__Document extract__
--- --- ---

Animal Biology: Principles and Mechanisms

The central theme of this module is to cover aspects of comparative Zoology including different life history stages and different levels of organisation – from cellular to organismal.

Programmes

Level

Year Two

20 Credits

Animals display specific adaptations in their morphology, physiology, and behaviour to the environments they live in. These adaptations reflect the ecological diversity and adaptive radiation of animals. During this module we will explore common and distinct elements of early development in animals and how environmental adaptation has shaped early life history stages. We will also focus on understanding how animals perceive their environment by utilising a variety of species- and environment-specific sensory system and how this information is processed and integrated by the brain to regulate physiology and behaviour in order to maintain homeostasis.

We will examine how development, sensory systems, neurobiology and behaviour influence the ways animals manage adaptation to their environments and cope with the challenges that these pose, which also reflects the ecological diversity and adaptive radiation of animal species. It will also consider animals’ responses to dynamic changes in environments, such as those caused by extreme environments, climate change, environmental problems and urbanisation. The module consists of lectures, practicals and interactive tutorials, i.e. workshops that will build the foundation for the practical work and encourage independent active learning.

Learning Outcomes

By the end of the module students should be able to:

  • Demonstrate an understanding of different animal systems and how they are morphologically, physiologically, and behaviourally adapted to the environments they live in, ranging from invertebrates to humans.
  • Explain the principles and mechanisms of the generation of behaviour by the nervous system and sensory coding by the sense organs and the brain, i.e. the difference between sensation and perception and the processing and integration of neural information, and use this knowledge to model the integration of environmental information and its translation into complex behaviour
  • Answer specific questions on how animals form during their development to cope with changing environments and extreme environmental challenges.
  • Collect, record, handle and interpret scientific data and apply practical and manipulative laboratory skills.

--- --- ---

__Dataset content__
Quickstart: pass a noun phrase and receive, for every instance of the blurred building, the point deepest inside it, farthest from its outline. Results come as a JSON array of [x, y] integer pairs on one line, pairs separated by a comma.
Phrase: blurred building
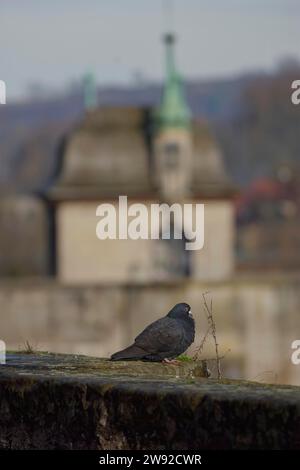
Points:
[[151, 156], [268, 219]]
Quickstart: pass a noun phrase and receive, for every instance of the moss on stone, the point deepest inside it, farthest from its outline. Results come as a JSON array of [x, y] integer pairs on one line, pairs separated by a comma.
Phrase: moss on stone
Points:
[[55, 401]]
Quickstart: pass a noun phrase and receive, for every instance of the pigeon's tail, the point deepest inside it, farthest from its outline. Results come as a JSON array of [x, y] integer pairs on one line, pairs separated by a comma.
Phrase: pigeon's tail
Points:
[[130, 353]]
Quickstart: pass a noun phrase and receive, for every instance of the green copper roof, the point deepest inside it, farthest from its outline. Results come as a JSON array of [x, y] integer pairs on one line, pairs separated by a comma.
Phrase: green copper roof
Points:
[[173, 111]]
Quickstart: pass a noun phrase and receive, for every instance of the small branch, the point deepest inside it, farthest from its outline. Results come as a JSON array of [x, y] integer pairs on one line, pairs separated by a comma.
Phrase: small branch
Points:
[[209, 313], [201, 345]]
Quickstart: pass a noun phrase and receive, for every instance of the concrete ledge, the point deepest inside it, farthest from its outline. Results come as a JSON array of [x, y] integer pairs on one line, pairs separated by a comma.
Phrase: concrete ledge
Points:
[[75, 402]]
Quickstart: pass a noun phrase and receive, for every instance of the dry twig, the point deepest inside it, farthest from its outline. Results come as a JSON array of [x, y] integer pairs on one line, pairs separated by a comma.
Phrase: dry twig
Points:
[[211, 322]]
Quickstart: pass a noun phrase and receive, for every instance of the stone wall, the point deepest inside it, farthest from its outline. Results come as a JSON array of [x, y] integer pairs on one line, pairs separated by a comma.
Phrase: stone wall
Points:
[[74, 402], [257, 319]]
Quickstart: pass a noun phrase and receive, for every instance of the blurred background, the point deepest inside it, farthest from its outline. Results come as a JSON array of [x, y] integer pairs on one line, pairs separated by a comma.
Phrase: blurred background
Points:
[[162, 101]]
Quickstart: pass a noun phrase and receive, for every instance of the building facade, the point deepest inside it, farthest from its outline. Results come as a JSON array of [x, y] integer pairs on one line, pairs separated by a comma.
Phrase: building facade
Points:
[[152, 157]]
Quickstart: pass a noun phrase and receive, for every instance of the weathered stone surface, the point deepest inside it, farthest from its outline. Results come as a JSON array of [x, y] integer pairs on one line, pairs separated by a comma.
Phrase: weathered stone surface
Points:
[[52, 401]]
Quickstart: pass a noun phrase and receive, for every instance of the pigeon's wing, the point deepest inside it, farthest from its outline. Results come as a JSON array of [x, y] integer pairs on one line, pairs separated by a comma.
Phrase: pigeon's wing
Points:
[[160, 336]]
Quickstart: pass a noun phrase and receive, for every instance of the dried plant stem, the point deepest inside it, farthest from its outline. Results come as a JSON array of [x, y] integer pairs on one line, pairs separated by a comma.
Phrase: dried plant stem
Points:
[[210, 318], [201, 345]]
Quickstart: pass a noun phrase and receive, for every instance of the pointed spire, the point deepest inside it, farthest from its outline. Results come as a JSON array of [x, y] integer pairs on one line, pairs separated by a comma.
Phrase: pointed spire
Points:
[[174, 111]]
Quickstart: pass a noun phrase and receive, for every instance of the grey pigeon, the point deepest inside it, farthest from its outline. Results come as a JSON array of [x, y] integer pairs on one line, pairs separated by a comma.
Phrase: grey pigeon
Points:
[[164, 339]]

--- --- ---

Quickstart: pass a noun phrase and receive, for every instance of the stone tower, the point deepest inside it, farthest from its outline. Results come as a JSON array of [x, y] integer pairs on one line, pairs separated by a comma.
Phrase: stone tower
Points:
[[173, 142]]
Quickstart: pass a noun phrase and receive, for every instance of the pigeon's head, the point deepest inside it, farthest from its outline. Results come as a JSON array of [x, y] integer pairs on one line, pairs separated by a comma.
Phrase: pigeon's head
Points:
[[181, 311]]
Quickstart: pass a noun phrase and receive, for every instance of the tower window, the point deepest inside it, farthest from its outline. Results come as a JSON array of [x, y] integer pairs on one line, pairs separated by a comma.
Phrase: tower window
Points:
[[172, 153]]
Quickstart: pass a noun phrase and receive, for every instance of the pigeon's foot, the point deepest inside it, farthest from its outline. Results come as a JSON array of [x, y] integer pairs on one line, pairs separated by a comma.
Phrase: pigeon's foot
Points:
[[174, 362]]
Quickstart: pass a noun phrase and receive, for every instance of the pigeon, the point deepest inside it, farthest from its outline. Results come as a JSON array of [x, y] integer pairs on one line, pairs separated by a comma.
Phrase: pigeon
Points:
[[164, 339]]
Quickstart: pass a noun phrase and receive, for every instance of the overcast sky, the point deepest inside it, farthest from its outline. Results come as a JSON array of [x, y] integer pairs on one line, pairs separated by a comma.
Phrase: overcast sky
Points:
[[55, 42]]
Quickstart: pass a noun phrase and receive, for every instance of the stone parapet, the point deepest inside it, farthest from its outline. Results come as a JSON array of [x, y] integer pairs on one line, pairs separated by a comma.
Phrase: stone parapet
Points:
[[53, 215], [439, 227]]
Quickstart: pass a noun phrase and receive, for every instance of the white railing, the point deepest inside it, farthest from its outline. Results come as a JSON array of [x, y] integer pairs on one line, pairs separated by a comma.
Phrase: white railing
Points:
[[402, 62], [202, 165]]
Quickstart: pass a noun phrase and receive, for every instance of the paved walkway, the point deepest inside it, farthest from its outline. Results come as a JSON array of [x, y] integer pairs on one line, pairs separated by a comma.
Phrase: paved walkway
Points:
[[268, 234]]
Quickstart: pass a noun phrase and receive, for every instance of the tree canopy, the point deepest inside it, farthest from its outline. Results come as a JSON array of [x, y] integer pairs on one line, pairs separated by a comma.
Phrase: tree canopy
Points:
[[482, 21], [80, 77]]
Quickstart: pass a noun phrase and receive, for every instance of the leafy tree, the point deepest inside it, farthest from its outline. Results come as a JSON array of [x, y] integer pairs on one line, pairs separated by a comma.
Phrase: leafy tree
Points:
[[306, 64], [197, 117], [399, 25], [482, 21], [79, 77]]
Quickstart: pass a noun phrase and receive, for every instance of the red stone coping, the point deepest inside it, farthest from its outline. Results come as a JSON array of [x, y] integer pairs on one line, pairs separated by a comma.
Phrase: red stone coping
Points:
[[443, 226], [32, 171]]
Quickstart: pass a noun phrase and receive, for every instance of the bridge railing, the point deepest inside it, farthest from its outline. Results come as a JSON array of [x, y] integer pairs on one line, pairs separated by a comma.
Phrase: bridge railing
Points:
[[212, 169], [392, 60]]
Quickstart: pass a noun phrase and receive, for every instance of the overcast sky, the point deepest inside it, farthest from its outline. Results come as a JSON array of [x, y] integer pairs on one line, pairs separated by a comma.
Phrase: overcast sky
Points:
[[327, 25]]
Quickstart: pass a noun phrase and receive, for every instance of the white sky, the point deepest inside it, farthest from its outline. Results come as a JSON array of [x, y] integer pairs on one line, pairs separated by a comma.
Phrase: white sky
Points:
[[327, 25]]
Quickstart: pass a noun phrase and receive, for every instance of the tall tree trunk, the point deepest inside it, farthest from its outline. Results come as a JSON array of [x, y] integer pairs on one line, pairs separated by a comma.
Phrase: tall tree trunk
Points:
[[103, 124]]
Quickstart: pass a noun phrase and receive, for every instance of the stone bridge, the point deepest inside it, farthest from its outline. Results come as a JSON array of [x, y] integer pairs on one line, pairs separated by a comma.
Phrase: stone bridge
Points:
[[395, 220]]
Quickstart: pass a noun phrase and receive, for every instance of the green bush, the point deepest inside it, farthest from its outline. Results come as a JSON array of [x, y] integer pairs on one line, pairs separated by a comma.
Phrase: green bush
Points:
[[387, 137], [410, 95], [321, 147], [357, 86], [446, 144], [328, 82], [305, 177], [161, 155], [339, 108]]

--- --- ---

__Your tasks__
- a) From the animal biology module description, copy everything from "Animal Biology: Principles" down to "cellular to organismal.".
- b) According to the animal biology module description, what does the module consist of?

__Solutions for each task__
- a)
Animal Biology: Principles and Mechanisms

The central theme of this module is to cover aspects of comparative Zoology including different life history stages and different levels of organisation – from cellular to organismal.

- b) Lectures, practicals and interactive tutorials.